### What is being asked
Pull every line holding the string "hillside" from the records below.

(Items from a data source)
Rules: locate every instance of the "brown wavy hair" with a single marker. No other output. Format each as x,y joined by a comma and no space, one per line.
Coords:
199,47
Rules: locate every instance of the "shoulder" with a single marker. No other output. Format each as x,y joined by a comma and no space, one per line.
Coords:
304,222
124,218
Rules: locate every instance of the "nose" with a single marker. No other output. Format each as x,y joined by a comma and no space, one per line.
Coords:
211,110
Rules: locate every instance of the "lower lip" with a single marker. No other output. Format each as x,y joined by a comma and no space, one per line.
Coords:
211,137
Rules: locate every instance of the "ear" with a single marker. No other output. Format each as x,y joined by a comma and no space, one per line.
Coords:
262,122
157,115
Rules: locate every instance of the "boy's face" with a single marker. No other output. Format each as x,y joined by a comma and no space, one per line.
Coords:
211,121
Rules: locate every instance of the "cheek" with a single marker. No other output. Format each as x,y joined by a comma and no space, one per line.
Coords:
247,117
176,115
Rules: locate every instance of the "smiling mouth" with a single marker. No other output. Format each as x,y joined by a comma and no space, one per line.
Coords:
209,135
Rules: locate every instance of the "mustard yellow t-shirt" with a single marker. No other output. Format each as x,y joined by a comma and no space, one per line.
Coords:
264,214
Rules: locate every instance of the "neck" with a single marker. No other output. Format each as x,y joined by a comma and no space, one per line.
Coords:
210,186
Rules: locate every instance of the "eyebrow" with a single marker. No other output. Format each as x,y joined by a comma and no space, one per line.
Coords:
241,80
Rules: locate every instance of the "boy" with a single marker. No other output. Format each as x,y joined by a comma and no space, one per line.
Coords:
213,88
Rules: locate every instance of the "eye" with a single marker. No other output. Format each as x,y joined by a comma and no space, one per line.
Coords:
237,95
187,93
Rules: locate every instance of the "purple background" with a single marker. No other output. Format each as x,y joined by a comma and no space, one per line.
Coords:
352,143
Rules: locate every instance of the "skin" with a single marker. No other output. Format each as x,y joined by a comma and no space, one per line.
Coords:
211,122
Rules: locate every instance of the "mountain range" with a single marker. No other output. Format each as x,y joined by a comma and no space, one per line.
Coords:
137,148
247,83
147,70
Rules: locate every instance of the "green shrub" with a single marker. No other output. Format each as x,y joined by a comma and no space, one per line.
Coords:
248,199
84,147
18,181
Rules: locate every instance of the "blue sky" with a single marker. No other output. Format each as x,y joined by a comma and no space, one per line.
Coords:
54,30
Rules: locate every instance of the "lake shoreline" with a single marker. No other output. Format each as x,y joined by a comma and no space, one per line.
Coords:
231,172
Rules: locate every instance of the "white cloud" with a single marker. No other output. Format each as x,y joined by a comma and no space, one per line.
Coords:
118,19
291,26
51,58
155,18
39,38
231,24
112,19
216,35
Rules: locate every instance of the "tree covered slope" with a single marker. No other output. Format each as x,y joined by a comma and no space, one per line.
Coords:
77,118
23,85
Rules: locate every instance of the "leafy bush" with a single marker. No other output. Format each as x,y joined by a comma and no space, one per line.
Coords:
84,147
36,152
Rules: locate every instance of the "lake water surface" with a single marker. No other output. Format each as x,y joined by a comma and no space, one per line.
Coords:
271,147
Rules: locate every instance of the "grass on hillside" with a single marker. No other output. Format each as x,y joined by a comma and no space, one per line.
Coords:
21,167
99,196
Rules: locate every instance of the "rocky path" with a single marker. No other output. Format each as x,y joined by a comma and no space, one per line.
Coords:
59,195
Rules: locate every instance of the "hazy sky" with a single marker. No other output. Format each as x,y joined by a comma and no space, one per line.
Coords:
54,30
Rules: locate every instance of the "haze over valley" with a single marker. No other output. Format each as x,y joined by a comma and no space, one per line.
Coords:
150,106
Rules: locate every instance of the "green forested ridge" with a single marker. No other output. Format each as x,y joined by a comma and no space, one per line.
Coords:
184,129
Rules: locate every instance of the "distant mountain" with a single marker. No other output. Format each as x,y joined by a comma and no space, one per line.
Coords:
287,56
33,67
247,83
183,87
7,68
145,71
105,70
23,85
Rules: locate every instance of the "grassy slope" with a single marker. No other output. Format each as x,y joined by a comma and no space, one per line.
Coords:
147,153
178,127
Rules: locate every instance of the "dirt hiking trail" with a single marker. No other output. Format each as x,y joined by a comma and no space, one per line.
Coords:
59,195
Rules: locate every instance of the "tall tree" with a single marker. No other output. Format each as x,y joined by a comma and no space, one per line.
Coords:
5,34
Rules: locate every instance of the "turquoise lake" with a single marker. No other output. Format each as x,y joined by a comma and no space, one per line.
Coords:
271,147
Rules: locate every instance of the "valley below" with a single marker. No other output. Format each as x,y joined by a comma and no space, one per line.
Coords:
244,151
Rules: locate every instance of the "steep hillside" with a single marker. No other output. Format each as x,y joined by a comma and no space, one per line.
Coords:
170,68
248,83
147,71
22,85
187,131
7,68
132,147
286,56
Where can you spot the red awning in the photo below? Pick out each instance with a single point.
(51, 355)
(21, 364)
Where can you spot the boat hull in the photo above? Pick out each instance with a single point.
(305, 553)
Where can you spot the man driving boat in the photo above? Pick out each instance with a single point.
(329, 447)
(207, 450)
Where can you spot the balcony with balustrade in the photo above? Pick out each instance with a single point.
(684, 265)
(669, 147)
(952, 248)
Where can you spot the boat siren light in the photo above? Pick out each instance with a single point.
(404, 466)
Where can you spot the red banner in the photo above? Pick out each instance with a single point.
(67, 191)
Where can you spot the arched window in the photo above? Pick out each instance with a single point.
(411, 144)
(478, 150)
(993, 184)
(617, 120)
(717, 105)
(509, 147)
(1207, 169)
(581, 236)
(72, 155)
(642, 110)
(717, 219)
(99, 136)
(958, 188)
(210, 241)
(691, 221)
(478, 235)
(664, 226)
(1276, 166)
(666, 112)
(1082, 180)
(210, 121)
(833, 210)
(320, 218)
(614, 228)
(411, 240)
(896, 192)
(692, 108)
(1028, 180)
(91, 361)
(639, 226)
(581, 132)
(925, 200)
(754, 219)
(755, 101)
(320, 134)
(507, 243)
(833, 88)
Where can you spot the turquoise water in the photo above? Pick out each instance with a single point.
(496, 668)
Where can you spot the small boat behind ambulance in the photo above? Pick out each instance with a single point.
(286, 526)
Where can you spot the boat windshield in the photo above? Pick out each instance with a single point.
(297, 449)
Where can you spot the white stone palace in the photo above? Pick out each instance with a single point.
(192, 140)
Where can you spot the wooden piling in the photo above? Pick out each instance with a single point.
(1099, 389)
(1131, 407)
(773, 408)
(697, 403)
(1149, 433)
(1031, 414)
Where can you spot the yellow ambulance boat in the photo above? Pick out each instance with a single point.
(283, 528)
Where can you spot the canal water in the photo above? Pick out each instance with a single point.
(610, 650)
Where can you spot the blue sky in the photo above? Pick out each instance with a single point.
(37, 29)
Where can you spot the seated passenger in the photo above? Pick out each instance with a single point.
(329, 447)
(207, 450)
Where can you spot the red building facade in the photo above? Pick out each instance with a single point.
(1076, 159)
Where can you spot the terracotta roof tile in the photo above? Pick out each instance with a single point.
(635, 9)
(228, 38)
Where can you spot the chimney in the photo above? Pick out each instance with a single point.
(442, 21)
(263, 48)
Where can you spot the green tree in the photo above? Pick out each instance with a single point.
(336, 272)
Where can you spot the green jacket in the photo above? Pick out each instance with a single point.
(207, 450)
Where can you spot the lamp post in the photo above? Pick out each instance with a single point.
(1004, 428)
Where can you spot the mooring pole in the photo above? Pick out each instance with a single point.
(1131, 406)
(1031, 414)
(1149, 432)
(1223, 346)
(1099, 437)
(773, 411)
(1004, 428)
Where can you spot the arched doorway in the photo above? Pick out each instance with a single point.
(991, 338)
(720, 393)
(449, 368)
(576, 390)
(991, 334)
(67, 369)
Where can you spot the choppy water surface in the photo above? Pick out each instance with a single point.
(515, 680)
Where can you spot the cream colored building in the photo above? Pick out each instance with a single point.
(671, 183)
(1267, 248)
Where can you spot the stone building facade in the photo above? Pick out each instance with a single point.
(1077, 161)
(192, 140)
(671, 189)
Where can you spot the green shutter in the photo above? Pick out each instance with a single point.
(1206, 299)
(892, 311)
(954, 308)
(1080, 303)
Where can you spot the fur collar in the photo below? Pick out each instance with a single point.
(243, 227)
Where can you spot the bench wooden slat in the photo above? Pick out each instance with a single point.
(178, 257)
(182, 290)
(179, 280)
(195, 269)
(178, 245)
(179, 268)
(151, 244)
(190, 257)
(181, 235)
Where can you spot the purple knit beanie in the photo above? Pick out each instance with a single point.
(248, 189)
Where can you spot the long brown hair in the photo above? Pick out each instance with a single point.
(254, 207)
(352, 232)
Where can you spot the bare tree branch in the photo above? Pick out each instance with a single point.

### Answer to the problem
Rules: locate every instance of the "grass on hillside" with a single marker. No other output. Format each as x,y joined by a comma and no space, one per line.
Rules: locate every instance of the "steep hillside" with a single marker. No other output. Format each as x,y joined by a comma and no space, one per line.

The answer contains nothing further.